======== Text excerpt ========

Now that you have a new commit you can push it to GitHub.

You can push after one or multiple local commits.

. . .

graph LR
  subgraph Local Computer
  A[Edited<br>Files] -- "git add" --> B(Staged<br>Changes)
  B -- "git commit" --> C[(Local<br>Repository)]
  C --> A
  end

  C -- "git push" --> D[(GitHub<br>Repository)]

What files should be tracked?

Always track:

• code, raw data, documentation (readme files, etc.)

Sometimes track:

• intermediate data, output files (tables, figures, etc.)

Never track:

• very large files (> 100 MB)
  • Can set up Git Large File Storage (LFS) for some large files
• private information (API keys, etc.)

How to ignore files with Git

For files you do not want Git to track, use a .gitignore file.

Simply a text file named .gitignore in your project folder.

• List the files one by one
• List of folders
• Use regular expressions for patterns (we’ll cover regex later)

large-output-file.RDS

some-dataset.csv

a-whole-folder/

*.pdf

How Git stores files

When you initialize Git in a folder,

• a hidden .git folder is created
• a copy of every current file and subfolder is stored

. . .

======== Records shown ========

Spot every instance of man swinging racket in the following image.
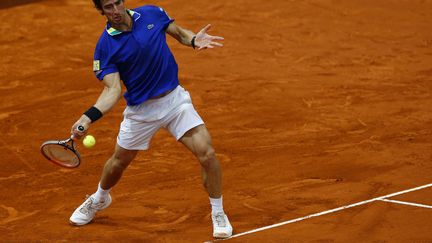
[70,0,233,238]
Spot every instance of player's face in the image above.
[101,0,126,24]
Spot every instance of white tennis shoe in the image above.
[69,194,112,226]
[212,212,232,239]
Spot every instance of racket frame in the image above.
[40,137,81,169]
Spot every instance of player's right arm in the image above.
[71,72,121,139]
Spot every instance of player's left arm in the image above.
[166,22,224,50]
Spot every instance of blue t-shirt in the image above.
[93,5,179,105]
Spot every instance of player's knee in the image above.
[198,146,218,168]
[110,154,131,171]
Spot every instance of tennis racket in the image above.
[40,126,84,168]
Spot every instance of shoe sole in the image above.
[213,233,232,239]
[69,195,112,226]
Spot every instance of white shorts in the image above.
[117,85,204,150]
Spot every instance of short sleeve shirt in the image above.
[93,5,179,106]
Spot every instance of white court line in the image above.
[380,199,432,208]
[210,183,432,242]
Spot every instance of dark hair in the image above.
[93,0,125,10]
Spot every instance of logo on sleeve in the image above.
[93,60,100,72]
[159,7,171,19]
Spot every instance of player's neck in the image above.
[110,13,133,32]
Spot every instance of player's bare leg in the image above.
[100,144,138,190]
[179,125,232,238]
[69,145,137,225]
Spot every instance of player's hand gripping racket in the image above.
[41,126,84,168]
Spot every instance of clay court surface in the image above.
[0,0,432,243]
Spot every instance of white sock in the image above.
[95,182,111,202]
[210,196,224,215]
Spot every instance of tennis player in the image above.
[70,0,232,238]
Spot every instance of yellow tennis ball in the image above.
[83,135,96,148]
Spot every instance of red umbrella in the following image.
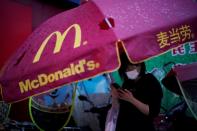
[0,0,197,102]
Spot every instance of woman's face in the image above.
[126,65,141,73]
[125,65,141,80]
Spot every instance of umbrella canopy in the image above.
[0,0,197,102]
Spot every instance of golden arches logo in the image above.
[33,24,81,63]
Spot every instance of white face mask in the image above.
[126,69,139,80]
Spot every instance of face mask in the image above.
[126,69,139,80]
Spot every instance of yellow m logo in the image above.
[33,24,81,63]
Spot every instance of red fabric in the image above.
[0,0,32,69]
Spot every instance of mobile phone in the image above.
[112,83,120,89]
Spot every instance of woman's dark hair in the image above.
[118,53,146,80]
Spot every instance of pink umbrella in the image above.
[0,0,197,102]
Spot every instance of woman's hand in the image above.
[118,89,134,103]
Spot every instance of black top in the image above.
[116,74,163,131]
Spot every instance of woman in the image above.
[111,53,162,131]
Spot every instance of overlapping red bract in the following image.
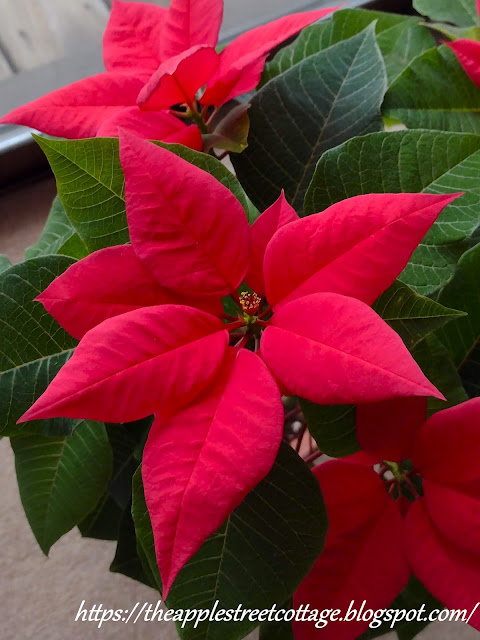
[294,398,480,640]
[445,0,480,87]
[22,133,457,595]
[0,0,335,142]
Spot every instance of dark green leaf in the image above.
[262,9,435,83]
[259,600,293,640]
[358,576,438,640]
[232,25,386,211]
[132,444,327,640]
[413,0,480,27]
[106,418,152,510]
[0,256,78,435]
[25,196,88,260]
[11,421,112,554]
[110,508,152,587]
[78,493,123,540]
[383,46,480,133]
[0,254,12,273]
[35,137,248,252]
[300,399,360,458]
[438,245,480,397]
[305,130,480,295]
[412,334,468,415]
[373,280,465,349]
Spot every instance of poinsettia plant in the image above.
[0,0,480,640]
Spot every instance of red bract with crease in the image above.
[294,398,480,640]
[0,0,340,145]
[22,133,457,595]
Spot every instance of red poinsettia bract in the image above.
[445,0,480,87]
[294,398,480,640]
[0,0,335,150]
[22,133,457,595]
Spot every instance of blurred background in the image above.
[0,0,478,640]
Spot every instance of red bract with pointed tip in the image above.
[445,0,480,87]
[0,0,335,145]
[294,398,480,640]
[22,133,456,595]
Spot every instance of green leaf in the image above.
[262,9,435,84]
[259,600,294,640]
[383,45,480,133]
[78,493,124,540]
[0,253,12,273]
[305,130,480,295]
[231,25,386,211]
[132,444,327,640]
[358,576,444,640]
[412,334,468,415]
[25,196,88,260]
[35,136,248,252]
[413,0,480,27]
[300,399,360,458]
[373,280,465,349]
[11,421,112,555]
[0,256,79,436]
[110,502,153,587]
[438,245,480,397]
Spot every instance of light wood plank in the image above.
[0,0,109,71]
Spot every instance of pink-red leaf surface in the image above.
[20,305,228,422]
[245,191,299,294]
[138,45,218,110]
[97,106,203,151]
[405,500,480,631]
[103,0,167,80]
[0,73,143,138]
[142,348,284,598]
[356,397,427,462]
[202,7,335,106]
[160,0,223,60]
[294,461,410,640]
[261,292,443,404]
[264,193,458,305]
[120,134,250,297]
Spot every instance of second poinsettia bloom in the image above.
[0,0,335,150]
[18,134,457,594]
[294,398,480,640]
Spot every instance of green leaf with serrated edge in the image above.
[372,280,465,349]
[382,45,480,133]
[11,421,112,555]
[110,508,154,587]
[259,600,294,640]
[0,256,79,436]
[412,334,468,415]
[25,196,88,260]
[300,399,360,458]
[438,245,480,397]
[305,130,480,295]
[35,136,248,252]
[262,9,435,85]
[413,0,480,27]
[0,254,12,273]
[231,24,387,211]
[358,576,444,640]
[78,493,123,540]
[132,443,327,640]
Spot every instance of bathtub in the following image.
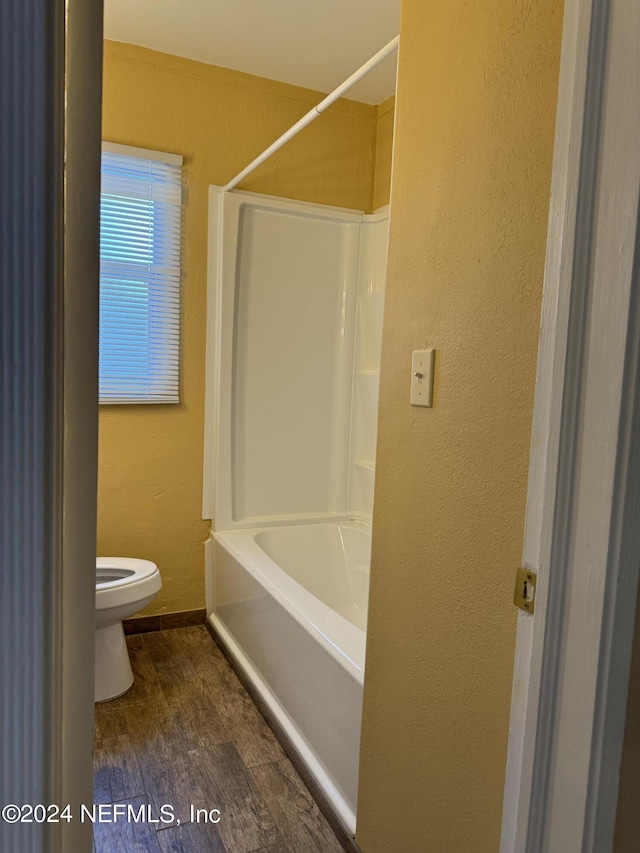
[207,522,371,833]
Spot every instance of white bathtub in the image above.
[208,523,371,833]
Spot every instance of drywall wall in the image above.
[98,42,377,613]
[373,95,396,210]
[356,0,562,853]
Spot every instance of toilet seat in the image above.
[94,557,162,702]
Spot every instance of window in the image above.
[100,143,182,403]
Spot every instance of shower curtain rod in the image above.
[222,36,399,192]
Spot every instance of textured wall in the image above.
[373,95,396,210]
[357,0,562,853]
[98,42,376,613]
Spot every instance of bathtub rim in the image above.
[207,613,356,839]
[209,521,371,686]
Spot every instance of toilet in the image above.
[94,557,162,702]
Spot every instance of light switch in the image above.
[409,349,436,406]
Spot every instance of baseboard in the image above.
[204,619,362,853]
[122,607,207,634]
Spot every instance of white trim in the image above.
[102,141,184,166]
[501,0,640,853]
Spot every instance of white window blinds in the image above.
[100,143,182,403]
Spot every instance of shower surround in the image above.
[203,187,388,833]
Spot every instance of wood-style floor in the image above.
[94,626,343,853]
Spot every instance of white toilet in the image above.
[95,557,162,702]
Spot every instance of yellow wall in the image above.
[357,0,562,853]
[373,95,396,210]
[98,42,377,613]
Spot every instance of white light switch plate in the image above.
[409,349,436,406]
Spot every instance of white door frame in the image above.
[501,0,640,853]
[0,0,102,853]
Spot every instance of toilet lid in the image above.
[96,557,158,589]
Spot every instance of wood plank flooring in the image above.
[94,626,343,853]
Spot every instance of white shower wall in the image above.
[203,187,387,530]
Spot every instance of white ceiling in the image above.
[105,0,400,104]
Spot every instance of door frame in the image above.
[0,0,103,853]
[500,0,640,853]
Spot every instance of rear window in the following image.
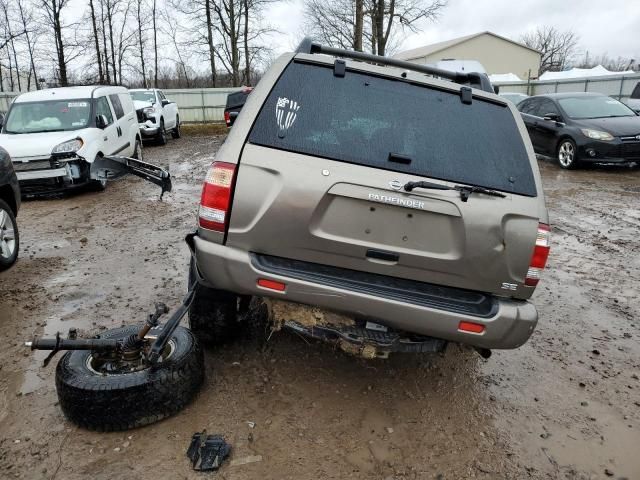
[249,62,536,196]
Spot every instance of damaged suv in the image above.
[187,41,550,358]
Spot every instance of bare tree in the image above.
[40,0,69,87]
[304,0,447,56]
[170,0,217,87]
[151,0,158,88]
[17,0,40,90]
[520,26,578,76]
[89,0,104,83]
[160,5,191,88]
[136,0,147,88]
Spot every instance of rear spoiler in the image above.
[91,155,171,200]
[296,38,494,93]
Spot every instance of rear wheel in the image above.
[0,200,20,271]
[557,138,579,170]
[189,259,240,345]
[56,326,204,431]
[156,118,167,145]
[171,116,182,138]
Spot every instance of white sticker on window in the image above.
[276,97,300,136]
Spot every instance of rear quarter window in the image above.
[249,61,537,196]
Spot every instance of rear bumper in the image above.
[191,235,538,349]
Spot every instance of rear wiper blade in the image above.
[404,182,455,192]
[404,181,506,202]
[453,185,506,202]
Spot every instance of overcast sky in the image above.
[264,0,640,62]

========

**Task directions:**
Continue the text on pushing to GitHub and tracking files with Git, starting after its last line.

**Final answer:**
When you commit changes,

• a new copy of every changed file is stored
• along with the original file

When Should You Commit?

• After completing a logical unit of work
  • “Fixed bug in regression loop”
  • “Added summary statistics table”
• Before trying something experimental
• Multiple times per work session
  • Not just at the end of the day!

Think: “If I had to explain what I just did to someone, would it be one clear sentence?”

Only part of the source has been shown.